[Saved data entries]
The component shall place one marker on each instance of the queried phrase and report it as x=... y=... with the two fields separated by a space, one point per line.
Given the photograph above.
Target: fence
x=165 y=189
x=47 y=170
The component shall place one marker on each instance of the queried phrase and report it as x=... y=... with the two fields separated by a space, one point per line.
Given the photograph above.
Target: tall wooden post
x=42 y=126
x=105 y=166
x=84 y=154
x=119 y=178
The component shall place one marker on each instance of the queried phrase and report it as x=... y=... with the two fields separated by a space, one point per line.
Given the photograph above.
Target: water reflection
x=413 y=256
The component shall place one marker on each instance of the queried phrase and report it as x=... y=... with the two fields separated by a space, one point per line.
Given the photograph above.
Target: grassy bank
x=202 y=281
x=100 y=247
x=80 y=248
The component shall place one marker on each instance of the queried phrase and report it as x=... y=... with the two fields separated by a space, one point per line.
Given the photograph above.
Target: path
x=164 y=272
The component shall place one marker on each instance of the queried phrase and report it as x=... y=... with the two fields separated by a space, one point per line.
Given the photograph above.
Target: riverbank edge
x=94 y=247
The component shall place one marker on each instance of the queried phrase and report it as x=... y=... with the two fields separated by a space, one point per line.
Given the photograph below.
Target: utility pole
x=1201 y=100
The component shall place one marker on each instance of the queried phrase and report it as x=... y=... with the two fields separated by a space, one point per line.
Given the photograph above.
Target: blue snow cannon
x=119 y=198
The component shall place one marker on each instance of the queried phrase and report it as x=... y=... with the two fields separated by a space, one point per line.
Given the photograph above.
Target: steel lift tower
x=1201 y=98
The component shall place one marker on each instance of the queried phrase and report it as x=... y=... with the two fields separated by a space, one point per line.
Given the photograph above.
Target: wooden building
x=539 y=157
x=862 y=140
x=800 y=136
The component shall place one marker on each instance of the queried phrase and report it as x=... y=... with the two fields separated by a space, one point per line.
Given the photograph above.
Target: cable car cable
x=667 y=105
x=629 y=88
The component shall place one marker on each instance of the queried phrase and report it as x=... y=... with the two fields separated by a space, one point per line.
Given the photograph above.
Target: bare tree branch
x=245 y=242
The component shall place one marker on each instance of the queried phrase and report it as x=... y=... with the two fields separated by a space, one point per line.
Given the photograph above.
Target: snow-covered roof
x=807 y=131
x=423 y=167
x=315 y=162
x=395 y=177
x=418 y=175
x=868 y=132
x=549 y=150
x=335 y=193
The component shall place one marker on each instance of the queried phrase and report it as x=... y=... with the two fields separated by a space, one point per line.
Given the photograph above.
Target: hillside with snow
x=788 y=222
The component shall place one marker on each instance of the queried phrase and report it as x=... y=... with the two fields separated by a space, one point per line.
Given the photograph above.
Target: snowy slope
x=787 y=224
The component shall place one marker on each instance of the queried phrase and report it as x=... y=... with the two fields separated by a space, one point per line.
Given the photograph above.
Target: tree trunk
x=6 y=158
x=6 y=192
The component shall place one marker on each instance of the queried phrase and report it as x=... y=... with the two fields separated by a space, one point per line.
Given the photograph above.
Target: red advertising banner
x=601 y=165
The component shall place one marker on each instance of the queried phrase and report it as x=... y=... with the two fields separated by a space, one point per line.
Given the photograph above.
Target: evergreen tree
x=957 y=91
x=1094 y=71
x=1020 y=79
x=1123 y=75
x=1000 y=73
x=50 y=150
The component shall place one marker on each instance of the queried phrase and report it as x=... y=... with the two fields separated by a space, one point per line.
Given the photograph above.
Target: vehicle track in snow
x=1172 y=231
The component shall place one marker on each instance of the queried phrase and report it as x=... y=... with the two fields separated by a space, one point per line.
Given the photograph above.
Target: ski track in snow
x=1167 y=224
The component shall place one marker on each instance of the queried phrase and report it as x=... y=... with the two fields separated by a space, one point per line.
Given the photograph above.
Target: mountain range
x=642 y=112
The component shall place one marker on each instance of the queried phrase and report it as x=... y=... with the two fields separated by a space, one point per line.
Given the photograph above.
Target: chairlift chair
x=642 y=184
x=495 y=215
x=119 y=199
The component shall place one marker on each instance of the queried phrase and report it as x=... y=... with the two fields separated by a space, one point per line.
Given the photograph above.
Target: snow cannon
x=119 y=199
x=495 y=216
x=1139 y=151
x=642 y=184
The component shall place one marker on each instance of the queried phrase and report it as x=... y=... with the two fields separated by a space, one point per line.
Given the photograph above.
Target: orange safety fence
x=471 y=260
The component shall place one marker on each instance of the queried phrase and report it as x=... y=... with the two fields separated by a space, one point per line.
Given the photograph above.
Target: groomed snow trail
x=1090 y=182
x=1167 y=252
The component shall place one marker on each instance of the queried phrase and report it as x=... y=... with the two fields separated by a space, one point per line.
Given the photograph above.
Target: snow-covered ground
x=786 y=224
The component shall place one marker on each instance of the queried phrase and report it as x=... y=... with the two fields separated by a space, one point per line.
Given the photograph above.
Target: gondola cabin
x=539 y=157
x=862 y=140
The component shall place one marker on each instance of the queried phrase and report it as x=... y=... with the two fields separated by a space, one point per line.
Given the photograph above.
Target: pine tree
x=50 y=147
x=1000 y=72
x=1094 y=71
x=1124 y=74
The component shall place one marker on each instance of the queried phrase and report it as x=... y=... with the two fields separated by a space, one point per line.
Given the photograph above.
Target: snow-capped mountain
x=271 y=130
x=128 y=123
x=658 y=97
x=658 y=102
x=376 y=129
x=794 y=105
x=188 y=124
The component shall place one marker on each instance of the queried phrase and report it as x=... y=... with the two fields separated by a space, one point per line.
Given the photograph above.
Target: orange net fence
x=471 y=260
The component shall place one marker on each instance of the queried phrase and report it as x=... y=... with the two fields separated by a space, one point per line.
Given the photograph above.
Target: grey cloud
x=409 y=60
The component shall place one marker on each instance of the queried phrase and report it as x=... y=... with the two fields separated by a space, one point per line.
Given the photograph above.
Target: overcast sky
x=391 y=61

#### Description of the task
Extract all of the data shown above without alteration.

#### Exercise solution
The component shall place one marker on each instance of the queried phrase and report it as x=... y=... with the two fields separated by a space, one point per line.
Given the photograph above.
Target: fence
x=165 y=189
x=47 y=170
The component shall place one marker on each instance of the queried phrase and report it as x=... y=... with the two fields separated by a space, one point per line.
Given the photograph above.
Target: tall wooden post
x=42 y=126
x=105 y=166
x=84 y=154
x=119 y=178
The component shall place one marker on each instance of the queried phrase and report it as x=... y=... with the two fields separated by a space, one point per line.
Given the photograph above.
Target: water reflection
x=413 y=256
The component shall place one marker on each instance of the queried phrase and report it as x=... y=... with the two fields separated by a space, one point per line.
Given the photograph above.
Target: grassy bank
x=202 y=281
x=100 y=247
x=80 y=248
The component shall place one marker on each instance of the queried phrase and report it as x=... y=... with the two fields separated by a space, one point per line.
Given the photograph above.
Target: path
x=164 y=272
The component shall place one marker on each instance of the queried phrase and report it as x=... y=... with the two fields separated by a space, one point per line.
Given the photograph above.
Target: riverbank edge
x=94 y=247
The component shall place one marker on each instance of the queried phrase and report it as x=... y=... with the two fields separated by a space, one point per line.
Given the photograph below.
Target: utility pole
x=1201 y=100
The component shall place one marker on each instance of the queried phrase and report it as x=... y=... with the two fields separated by a space, one point per line.
Given the photograph above.
Target: blue snow cannon
x=119 y=198
The component shall place one marker on each instance of the queried phrase and report it as x=... y=... with the two fields separated by a space, one point per line.
Given the photograph above.
Target: steel lift tower
x=1201 y=98
The component shall place one marker on each instance of the queried phrase and report it as x=... y=... with the two fields separated by a space, one point per line.
Given the photograph above.
Target: wooden building
x=539 y=157
x=862 y=140
x=800 y=136
The component shall place one marker on each instance of the queried phrase and report it as x=... y=... with the two fields separated by a space, one point per line.
Given the photograph above.
Target: cable car cable
x=667 y=105
x=629 y=88
The component shall place one marker on each instance of the queried phrase and report it as x=... y=... with the two fields separated by a space, one point per line.
Given the photograph above.
Target: bare tree branch
x=245 y=242
The component shall place one marker on each instance of the queried phrase and report it as x=... y=... with the two fields separated by a space, one point per line.
Given the photograph above.
Target: snow-covered roof
x=807 y=131
x=423 y=167
x=315 y=162
x=395 y=177
x=418 y=175
x=868 y=132
x=549 y=150
x=335 y=193
The component shall place one marker on each instance of the queried phrase and report it as x=... y=... with the two fields separated by a space, one point per line.
Given the photograph above.
Target: hillside with snow
x=788 y=222
The component shall place one marker on each instance of the queried phrase and report it as x=... y=... with the two fields separated by a space, one point per line.
Given the photograph above.
Target: snowy slope
x=787 y=224
The component shall place one marker on each instance of the queried phrase and report it as x=... y=... with the two fields separated by a space, one point per line.
Given the photograph above.
Target: tree trunk
x=6 y=158
x=6 y=192
The component shall place one marker on each instance of the queried phrase and report it as x=... y=... with the two fields separated by a space, one point per line.
Given the photograph above.
Target: red advertising banner
x=601 y=165
The component shall place one marker on each instance of the queried phrase and report it as x=... y=... with the two fields separated by a space, one point per line.
Given the photograph above.
Target: evergreen tree
x=957 y=91
x=1094 y=71
x=1020 y=79
x=1123 y=75
x=1000 y=73
x=50 y=150
The component shall place one marker on each instance of the queried phrase and report it as x=... y=... with the two fields separated by a space, one point per line.
Given the photograph above.
Target: vehicle track in snow
x=1172 y=231
The component shall place one marker on each instance of the queried phrase and report it as x=... y=... with the two fields separated by a space, one point per line.
Given the photograph above.
Target: ski track in snow
x=1167 y=224
The component shall place one marker on each instance of the queried phrase and report it as x=... y=... with the two fields separated by a space, one point per line.
Given the photograph above.
Target: mountain range
x=642 y=112
The component shall place one marker on each instance of the queried phrase and report it as x=... y=... with the two fields separated by a space, one point per line.
Given the photograph above.
Target: chairlift chair
x=642 y=184
x=495 y=215
x=119 y=199
The component shall place one marker on each instance of the queried phrase and report it as x=... y=... with the two fields separated by a space, one point per line.
Given the photograph above.
Target: snow cannon
x=119 y=199
x=495 y=216
x=1139 y=151
x=642 y=184
The component shall place one marker on each instance of the queried phrase and report it as x=... y=... with the two fields separated by a space, one point per line.
Given the photograph above.
Target: orange safety fence
x=471 y=260
The component shall place one marker on each instance of the queried phrase and report it as x=... y=... with the two fields separated by a space, one point per line.
Given the photograph above.
Target: groomed snow trail
x=1090 y=182
x=1167 y=252
The component shall place one marker on each instance of the queried phrase and report it as x=... y=... with the two fields separated by a space, one point per line.
Given the photograph above.
Target: snow-covered ground
x=786 y=224
The component shall place one marker on each instance of the queried phrase and report it as x=... y=... with the two fields separated by a space, one point per line.
Given the photograph above.
Target: gondola cabin
x=539 y=157
x=862 y=140
The component shall place one marker on each instance of the queried phrase and report it as x=... y=... with the two fields separated by a space, one point per line.
Given the photograph above.
Target: pine tree
x=50 y=147
x=1000 y=72
x=1094 y=71
x=1124 y=74
The component shall place one marker on each instance of the queried phrase and report it as x=... y=... with the two fields separated by a space, one point per line.
Given the photograph above.
Target: snow-capped mountain
x=271 y=130
x=128 y=123
x=658 y=97
x=658 y=102
x=376 y=129
x=794 y=105
x=188 y=124
The component shall place one marker on each instance of the queried phrase and report it as x=... y=... with the two fields separated by a space, one point per line.
Given the photograph above.
Target: orange net fence
x=471 y=260
The component shall place one marker on each instance of the queried phrase and report it as x=... y=... with the two fields separated by a space, one point per line.
Given the photograph above.
Target: grey cloud
x=409 y=60
The component shall place one marker on each instance of the queried phrase and report it as x=... y=... with the two fields separated by a space, one point per line.
Given the photograph above.
Target: overcast sky
x=391 y=61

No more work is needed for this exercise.